··· SOURCE TEXT
Fitness prediction across scales

Can a phylogenetic model predict the fitness effects of mutations in extant mammals?

In this work based on genome-wide studies across mammalian species and populations, we estimated the proportion of beneficial mutations in protein coding sequences that are restoring pre-existing functions.

Our study is based on the premise that slightly deleterious mutations scattered across the genome are reaching fixation due to genetic drift. These mutations are then subsequently reverted by beneficial back-mutations, generating a balance at which genomes are constantly both “damaged” and “repaired” simultaneously at different loci.

Even though the existence of these back-mutations is predicted by the nearly neutral theory, they have been largely overlooked, and positive selection has often been interpreted as adaptation to changing environments. Despite leaving similar signatures when looking only at populations, adaptive mutations promote phenotypic diversification while beneficial back-mutations reduce diversity between species and stabilize existing systems.

We first estimated selective effects of mutations inside mammalian protein coding sequences, under a model assuming no adaptation at the phylogenetic scale (see notes on Mutation-Selection models).

From these estimates, we then tested whether the fitness effects of mutations estimated at the phylogenetic scale could predict the fitness effects of mutations in extant populations. We divided any mutations into three categories based on their predicted fitness effects: deleterious, nearly-neutral, and beneficial. For each category, the fitness effects of non-synonymous mutations in populations were estimated from the site frequency spectrum of non-synonymous and synonymous polymorphisms. The predicted fitness effects of mutations at the phylogenetic scale can then be compared to the fitness effects of mutations in populations.
······
··· EXTRACTED DATA
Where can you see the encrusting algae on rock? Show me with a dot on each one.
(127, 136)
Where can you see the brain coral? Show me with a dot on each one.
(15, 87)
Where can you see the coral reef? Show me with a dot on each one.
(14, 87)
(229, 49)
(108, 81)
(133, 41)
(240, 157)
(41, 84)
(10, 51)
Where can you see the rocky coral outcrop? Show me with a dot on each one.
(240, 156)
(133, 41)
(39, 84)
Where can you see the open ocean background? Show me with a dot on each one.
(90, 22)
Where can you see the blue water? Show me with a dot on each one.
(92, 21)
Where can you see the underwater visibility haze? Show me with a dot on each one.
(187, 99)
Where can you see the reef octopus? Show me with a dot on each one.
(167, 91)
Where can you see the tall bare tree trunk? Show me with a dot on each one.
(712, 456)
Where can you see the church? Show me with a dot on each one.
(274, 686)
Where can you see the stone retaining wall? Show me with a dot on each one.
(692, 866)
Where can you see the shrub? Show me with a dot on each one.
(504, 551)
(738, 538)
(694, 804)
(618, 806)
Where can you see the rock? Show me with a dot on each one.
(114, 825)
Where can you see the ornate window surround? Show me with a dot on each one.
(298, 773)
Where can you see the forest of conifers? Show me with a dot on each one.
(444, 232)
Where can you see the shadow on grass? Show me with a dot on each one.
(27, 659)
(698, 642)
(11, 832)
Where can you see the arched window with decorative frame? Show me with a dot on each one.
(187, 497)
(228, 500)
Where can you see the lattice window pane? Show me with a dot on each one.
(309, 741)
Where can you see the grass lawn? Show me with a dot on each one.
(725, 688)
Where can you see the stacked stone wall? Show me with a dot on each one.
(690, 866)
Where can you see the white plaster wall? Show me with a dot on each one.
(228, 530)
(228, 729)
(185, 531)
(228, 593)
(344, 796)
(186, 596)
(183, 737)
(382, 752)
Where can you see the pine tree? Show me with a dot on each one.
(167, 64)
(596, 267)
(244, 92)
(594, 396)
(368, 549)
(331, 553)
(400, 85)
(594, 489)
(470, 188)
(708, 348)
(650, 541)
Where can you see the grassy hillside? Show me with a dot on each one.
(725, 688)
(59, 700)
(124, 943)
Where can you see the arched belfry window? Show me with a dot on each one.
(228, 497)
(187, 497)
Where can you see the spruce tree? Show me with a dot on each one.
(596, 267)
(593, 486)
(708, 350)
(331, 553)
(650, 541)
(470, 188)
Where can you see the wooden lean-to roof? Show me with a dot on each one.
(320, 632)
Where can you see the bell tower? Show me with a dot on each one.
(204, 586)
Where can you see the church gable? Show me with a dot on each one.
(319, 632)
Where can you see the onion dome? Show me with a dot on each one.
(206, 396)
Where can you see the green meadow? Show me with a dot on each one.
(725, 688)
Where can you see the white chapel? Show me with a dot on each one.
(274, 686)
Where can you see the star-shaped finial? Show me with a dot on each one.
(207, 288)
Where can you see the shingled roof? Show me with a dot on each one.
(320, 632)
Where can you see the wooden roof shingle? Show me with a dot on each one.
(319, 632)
······
• PROBLEMS AND TASKS:
A – Answer these about the fitness prediction text:
(i) What causes slightly deleterious mutations to reach fixation?
(ii) Which theory predicts the existence of beneficial back-mutations?
(iii) Into which three categories were mutations divided by their predicted fitness effects?
B – Please retype the part of the fitness prediction text starting with "We first estimated" and going on through "on Mutation-Selection models).".
C – Extend the fitness prediction text beyond its last sentence.
The data is material separate from the fitness prediction text.

• ANSWERS BELOW:
A –
(i) Genetic drift.
(ii) The nearly neutral theory.
(iii) Deleterious, nearly-neutral, and beneficial.

B –
We first estimated selective effects of mutations inside mammalian protein coding sequences, under a model assuming no adaptation at the phylogenetic scale (see notes on Mutation-Selection models).

C –
Since estimates at the phylogenetic scale are based on the assumption that no adaptation has occurred, using Bayes formula, we then estimated the proportion of beneficial mutations that are not adaptive innovations among all beneficial mutations at the population scale (P[B₀|B]).

This result is robust across all 28 populations from the 6 genera studied: the fraction of beneficial mutations attributed to back-mutations consistently approaches or exceeds one-third, with no significant dependence on effective population size $N_e$. This last finding suggests that the balance between drift-induced degradation and compensatory repair is maintained across species with very different population sizes.

Taken together, these results demonstrate that a substantial fraction of positive selection what has historically been labelled as adaptive in mammalian genomes is better interpreted as part of a pervasive process of a genome constantly being both damaged and repaired simultaneously.